The marine photosynthetic bacterium Chromatium sp. successfully removed orthophosphate when grown phototrophically. The phosphate-uptake rate was almost constant at more than 5.0 mg- PO4 3−/l in synthetic medium. Addition of seawater causes flocculation of this strain. The successful use of seawater as an inexpensive source of magnesium could prove to be effective in the removal of photosynthetic bacterial cells from a medium. A semicontinuous culture system was used for the removal of low concentrations of phosphate and the phosphate-uptake activity of Chromatium sp. was maintained under 0.1 day−1 dilution rate. This strain was also able to remove high concentrations of phosphate from domestic sewage.
Detoxification and partial mineralization of the azo dye mordant orange 1 in a continuous upflow anaerobic sludge-blanket reactor by B. Donlon; E. Razo-Flores; M. Luijten; H. Swarts; G. Lettinga; J. Field (pp. 83-90).
================================
▶ **Problem to work on**: Please duplicate everything in the phosphate-removal excerpt from "Detoxification and partial" down to "Field (pp. 83-90).", word for word.

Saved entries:
================================
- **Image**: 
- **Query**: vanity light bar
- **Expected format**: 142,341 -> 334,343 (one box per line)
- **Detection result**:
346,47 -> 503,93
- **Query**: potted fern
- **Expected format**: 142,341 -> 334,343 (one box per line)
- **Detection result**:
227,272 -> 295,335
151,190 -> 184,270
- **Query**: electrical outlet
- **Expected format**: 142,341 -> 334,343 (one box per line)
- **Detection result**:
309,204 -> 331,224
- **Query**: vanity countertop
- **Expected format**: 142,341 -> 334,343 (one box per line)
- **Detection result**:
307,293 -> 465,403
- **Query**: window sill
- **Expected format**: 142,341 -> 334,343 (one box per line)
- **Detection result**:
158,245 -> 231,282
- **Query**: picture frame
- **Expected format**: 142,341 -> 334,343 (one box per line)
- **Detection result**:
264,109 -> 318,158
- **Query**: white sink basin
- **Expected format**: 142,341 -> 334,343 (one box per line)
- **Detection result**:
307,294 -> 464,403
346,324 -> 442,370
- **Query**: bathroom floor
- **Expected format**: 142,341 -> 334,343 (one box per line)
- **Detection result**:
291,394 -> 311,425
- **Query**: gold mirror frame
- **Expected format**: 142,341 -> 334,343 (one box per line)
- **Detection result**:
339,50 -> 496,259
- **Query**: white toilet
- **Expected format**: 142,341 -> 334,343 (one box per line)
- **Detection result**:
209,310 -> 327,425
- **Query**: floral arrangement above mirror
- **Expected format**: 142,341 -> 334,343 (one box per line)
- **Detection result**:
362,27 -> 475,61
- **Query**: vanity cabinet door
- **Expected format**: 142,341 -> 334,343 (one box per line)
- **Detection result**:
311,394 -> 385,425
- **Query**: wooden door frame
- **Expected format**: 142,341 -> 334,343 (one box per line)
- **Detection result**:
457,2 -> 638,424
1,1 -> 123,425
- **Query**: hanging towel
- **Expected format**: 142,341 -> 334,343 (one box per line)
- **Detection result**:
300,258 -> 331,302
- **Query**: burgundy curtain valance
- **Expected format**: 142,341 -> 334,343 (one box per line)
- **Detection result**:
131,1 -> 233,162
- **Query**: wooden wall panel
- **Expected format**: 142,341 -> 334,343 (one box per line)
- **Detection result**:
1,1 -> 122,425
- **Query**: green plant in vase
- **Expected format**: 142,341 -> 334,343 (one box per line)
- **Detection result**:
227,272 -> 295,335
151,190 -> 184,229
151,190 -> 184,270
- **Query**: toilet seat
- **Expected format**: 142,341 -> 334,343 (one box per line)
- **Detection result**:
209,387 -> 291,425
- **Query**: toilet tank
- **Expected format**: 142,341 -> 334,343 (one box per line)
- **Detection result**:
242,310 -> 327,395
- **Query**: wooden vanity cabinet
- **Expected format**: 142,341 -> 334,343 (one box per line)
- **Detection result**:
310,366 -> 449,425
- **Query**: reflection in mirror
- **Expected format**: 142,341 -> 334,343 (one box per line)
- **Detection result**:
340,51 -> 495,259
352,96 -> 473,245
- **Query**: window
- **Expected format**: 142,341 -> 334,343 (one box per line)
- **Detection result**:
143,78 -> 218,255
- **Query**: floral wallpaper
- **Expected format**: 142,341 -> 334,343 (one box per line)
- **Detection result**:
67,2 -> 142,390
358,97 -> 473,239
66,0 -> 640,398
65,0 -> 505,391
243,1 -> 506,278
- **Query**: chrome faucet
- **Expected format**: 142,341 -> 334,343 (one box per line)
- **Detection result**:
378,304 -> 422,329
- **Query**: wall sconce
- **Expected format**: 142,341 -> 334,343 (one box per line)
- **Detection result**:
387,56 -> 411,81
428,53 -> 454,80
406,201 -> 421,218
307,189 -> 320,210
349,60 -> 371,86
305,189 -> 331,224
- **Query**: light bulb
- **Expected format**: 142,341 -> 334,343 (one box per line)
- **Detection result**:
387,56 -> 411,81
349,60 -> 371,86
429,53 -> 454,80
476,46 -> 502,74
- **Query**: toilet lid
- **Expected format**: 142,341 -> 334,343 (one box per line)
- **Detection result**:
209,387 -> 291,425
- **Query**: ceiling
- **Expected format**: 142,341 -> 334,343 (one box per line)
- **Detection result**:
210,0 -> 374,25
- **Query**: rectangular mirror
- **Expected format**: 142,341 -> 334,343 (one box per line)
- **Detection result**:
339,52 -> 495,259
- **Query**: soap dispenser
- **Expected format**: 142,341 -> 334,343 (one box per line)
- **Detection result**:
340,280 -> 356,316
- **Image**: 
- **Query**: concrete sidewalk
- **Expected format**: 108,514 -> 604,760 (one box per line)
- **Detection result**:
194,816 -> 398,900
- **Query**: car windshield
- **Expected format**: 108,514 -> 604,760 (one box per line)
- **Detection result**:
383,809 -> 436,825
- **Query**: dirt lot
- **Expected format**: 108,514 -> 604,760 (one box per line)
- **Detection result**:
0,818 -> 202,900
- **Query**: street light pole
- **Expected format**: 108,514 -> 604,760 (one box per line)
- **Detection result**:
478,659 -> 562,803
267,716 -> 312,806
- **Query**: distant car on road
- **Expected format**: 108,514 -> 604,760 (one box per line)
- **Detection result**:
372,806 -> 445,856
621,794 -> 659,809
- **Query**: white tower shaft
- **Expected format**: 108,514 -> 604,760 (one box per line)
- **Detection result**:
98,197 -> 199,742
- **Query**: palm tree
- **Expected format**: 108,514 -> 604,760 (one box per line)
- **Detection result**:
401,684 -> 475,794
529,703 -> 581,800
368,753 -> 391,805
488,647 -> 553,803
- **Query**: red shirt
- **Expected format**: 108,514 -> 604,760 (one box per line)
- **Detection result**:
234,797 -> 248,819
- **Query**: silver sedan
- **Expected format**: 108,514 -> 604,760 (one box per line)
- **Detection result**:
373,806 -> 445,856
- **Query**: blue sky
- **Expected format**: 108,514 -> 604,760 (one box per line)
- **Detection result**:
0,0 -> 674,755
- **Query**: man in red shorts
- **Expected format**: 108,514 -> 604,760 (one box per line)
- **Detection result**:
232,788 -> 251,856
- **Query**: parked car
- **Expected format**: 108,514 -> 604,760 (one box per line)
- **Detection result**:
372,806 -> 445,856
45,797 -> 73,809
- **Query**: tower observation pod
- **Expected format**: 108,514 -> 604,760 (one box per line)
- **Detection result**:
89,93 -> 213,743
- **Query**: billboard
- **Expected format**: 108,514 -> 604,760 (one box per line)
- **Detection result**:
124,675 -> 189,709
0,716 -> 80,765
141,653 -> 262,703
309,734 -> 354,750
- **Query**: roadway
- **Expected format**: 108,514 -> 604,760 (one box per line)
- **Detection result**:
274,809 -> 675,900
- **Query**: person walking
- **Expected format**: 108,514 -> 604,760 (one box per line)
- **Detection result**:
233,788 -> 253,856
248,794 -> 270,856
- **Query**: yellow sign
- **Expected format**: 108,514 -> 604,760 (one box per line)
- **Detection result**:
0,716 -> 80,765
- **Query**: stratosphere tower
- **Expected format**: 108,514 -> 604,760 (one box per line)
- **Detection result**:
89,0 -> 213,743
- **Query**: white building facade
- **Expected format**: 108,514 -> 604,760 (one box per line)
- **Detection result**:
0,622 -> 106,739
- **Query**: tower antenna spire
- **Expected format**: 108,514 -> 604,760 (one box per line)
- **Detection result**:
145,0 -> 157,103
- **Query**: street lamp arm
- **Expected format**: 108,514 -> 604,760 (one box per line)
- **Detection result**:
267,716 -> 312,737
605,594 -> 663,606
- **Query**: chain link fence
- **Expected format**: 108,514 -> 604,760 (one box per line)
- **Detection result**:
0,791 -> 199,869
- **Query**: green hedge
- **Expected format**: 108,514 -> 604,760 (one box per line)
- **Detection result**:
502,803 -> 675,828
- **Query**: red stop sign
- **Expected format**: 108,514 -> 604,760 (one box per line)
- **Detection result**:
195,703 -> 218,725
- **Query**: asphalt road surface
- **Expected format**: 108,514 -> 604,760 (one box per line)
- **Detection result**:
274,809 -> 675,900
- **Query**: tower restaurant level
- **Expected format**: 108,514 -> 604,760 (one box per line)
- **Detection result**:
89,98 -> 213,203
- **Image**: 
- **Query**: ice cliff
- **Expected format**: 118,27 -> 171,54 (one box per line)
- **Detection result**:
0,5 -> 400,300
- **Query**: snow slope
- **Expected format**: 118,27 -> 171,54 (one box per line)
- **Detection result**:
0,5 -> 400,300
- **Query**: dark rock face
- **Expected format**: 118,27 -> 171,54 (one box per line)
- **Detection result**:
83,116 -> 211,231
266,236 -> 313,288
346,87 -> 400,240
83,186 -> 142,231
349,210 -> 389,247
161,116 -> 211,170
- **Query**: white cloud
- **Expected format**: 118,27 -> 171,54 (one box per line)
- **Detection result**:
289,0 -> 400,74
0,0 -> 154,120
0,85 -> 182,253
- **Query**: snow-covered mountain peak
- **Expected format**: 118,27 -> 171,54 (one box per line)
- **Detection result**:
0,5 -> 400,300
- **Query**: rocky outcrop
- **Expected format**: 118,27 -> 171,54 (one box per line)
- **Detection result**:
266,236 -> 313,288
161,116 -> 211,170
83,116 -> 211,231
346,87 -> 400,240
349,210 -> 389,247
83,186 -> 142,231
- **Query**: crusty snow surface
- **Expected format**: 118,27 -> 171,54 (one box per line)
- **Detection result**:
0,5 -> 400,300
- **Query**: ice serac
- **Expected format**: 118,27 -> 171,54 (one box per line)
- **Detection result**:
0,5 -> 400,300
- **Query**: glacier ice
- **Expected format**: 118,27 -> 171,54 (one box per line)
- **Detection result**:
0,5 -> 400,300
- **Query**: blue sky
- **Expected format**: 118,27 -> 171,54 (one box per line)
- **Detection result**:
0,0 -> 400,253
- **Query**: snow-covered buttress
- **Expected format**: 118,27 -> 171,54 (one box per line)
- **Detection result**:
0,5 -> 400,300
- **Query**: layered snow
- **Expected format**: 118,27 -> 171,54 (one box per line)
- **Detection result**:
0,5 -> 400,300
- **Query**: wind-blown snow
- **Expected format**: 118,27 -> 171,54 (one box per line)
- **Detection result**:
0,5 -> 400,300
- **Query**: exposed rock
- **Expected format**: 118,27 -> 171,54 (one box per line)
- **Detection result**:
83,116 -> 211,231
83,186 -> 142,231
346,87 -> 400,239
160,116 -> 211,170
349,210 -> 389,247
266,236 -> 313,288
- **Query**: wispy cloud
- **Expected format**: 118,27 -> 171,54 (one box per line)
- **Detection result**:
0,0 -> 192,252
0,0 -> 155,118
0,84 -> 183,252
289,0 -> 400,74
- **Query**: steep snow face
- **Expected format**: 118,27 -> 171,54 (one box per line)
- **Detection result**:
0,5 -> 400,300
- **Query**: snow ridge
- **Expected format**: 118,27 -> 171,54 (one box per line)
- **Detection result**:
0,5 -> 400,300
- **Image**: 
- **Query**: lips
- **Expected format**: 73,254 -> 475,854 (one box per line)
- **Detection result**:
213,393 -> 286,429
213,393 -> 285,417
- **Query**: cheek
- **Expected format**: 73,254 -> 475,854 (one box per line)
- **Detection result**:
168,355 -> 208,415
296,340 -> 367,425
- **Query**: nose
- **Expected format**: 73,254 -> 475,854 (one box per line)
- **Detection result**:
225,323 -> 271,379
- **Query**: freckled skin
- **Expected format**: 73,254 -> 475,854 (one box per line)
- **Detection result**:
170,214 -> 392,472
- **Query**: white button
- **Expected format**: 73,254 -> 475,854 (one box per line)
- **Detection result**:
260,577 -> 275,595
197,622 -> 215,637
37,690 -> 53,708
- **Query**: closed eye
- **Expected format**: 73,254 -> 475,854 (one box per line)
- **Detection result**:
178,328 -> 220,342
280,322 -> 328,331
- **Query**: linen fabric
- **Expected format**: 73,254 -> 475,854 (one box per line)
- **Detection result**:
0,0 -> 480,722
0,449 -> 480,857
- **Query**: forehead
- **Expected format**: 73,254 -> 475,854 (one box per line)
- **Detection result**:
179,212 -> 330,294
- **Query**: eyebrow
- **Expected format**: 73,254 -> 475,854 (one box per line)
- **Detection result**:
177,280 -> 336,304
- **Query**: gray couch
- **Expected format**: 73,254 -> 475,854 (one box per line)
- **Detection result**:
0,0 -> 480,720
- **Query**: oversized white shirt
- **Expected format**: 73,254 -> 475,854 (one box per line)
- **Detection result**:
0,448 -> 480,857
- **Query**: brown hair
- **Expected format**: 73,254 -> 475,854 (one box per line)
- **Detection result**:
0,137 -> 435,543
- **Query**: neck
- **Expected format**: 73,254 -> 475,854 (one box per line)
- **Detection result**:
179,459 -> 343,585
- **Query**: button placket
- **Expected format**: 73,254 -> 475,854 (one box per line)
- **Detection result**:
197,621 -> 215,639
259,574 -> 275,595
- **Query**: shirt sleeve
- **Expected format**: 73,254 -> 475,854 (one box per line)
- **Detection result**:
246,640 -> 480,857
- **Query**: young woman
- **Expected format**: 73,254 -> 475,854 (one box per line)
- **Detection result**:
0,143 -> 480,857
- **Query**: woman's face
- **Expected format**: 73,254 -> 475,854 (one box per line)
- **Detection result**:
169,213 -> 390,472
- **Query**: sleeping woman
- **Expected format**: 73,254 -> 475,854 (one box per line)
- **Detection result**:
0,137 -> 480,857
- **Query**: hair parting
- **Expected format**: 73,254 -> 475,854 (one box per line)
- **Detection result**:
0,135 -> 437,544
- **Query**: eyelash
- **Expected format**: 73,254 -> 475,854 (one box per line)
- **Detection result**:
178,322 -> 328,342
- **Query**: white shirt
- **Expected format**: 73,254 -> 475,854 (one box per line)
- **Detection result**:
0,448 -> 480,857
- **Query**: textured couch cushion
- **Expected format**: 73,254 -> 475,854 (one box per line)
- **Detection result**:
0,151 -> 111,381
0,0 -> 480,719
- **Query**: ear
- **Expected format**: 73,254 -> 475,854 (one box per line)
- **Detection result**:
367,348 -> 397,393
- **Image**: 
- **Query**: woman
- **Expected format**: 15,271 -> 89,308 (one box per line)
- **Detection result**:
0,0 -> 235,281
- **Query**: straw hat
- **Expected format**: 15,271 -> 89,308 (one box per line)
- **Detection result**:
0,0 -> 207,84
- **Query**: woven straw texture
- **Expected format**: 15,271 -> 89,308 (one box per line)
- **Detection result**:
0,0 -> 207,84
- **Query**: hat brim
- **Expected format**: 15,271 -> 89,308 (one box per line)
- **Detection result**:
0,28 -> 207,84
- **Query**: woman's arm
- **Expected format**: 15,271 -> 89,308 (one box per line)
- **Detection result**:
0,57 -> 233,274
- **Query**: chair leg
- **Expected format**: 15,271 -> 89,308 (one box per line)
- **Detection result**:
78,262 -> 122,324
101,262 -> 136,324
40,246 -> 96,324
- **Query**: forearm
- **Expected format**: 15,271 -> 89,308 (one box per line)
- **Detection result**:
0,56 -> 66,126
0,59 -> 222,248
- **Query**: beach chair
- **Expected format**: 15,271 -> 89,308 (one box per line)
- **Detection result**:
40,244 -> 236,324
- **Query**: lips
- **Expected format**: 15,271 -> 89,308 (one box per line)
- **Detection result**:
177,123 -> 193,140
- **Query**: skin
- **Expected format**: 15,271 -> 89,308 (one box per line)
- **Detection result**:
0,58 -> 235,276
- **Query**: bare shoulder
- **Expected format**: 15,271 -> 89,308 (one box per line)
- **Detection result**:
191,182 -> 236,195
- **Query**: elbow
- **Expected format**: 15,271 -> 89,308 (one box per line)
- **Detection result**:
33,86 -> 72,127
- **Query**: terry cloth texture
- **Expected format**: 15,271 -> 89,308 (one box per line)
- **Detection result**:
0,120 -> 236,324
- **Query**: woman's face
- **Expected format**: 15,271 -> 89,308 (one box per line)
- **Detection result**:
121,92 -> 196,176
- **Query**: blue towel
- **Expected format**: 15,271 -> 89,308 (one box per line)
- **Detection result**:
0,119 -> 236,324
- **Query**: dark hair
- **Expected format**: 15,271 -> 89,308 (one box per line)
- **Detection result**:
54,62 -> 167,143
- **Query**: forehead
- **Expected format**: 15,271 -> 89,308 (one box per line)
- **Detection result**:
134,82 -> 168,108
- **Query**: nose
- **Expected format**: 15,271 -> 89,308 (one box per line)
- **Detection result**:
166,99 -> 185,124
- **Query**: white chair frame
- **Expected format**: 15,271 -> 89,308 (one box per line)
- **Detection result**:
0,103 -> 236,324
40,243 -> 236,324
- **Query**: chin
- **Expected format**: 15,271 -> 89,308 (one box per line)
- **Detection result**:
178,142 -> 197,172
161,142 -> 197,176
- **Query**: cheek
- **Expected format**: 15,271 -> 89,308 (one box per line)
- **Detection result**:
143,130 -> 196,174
================================
▶ **Exercise response**:
Detoxification and partial mineralization of the azo dye mordant orange 1 in a continuous upflow anaerobic sludge-blanket reactor by B. Donlon; E. Razo-Flores; M. Luijten; H. Swarts; G. Lettinga; J. Field (pp. 83-90).